Extract provided
▬▬▬▬▬▬▬▬▬▬

Mitigating Unauthorized Speech Synthesis for Voice Protection

Authors: Zhisheng Zhang, Qianyi Yang, Derui Wang, Pengyang Huang, Yuxin Cao, Kai Ye, Jie Hao

Published: 2024-10-28 05:16:37+00:00

AI Summary

This paper proposes Pivotal Objective Perturbation (POP), a proactive audio protection technology that adds imperceptible noise to speech samples to prevent high-quality deepfake audio generation. POP's effectiveness and transferability across various state-of-the-art text-to-speech (TTS) models are demonstrated through extensive experiments, significantly increasing speech unclarity scores.

Abstract

With just a few speech samples, it is possible to perfectly replicate a speaker's voice in recent years, while malicious voice exploitation (e.g., telecom fraud for illegal financial gain) has brought huge hazards in our daily lives. Therefore, it is crucial to protect publicly accessible speech data that contains sensitive information, such as personal voiceprints. Most previous defense methods have focused on spoofing speaker verification systems in timbre similarity but the synthesized deepfake speech is still of high quality. In response to the rising hazards, we devise an effective, transferable, and robust proactive protection technology named Pivotal Objective Perturbation (POP) that applies imperceptible error-minimizing noises on original speech samples to prevent them from being effectively learned for text-to-speech (TTS) synthesis models so that high-quality deepfake speeches cannot be generated. We conduct extensive experiments on state-of-the-art (SOTA) TTS models utilizing objective and subjective metrics to comprehensively evaluate our proposed method. The experimental results demonstrate outstanding effectiveness and transferability across various models. Compared to the speech unclarity score of 21.94% from voice synthesizers trained on samples without protection, POP-protected samples significantly increase it to 127.31%. Moreover, our method shows robustness against noise reduction and data augmentation techniques, thereby greatly reducing potential hazards.

▬▬▬▬▬▬▬▬▬▬

Entries for locating named things
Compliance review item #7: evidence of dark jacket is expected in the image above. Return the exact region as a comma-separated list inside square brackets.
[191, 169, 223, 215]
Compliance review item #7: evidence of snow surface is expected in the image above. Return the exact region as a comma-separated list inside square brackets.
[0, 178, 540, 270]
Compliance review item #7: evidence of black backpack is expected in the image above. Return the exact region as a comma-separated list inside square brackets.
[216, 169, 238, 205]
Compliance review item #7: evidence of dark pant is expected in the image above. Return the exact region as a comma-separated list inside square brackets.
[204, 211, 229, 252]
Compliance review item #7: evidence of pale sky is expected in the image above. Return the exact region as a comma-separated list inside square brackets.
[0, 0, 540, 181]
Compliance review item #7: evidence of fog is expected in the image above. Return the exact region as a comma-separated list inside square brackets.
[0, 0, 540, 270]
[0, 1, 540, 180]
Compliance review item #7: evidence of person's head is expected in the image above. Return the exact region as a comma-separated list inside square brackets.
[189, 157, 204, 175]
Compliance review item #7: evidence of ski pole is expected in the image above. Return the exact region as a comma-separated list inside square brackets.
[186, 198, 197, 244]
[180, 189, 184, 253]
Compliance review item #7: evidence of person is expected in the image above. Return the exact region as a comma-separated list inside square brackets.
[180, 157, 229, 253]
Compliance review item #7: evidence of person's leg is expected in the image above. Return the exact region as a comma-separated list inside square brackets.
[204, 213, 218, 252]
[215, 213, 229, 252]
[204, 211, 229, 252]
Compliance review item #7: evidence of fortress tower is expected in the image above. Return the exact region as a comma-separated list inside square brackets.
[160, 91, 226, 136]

▬▬▬▬▬▬▬▬▬▬

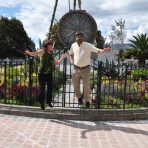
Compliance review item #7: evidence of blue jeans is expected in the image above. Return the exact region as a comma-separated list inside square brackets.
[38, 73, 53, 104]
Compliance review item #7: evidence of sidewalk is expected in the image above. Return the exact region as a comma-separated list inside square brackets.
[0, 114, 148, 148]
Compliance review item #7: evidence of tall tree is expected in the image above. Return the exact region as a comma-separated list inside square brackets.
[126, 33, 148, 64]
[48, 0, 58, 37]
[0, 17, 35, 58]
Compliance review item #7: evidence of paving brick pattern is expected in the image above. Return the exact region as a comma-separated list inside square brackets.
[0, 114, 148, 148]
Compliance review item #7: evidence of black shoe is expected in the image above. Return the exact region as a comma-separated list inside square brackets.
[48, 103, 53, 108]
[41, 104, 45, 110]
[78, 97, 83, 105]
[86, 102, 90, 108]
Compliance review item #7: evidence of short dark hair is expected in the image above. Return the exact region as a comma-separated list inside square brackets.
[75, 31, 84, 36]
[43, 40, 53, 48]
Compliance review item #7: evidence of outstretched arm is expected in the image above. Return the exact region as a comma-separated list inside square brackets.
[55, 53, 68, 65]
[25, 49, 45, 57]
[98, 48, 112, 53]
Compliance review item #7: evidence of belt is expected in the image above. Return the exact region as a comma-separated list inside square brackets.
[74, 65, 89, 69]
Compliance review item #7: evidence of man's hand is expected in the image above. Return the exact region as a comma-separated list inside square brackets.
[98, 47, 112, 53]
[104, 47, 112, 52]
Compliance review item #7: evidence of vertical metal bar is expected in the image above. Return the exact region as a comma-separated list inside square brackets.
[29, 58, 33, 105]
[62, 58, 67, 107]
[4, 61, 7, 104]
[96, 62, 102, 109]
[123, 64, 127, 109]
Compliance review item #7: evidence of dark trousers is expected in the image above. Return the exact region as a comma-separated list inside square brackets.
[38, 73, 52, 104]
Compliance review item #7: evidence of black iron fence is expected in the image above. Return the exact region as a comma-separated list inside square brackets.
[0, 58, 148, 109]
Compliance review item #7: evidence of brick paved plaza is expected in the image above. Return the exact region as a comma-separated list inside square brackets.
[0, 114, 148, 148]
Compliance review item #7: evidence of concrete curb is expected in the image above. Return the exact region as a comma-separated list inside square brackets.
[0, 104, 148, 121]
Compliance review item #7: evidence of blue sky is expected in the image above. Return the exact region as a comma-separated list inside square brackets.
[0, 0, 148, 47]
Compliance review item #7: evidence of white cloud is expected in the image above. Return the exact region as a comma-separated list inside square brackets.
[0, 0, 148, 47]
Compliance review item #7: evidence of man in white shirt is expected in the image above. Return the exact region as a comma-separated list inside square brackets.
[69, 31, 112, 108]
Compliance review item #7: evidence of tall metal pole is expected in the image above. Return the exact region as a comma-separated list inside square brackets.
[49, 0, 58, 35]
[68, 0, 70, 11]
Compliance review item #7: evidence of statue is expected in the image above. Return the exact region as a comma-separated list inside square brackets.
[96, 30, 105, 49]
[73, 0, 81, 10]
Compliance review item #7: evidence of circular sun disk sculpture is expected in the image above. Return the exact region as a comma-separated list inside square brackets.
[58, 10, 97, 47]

▬▬▬▬▬▬▬▬▬▬

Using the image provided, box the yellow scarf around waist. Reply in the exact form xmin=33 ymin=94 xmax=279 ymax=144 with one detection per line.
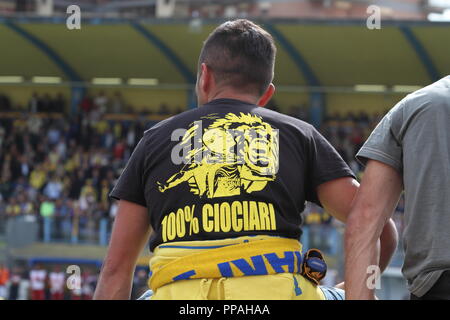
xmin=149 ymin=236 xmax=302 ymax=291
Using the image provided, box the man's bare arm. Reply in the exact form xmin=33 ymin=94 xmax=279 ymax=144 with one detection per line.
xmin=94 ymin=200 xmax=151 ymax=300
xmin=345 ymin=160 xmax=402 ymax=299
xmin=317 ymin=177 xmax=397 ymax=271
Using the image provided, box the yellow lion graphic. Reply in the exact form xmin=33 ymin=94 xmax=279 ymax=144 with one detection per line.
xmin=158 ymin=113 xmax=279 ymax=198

▬▬▬▬▬▬▬▬▬▬

To be done
Repeat, word for word, the passage of the voice protection text from "This paper proposes" to "speech unclarity scores.".

Output of the exercise
This paper proposes Pivotal Objective Perturbation (POP), a proactive audio protection technology that adds imperceptible noise to speech samples to prevent high-quality deepfake audio generation. POP's effectiveness and transferability across various state-of-the-art text-to-speech (TTS) models are demonstrated through extensive experiments, significantly increasing speech unclarity scores.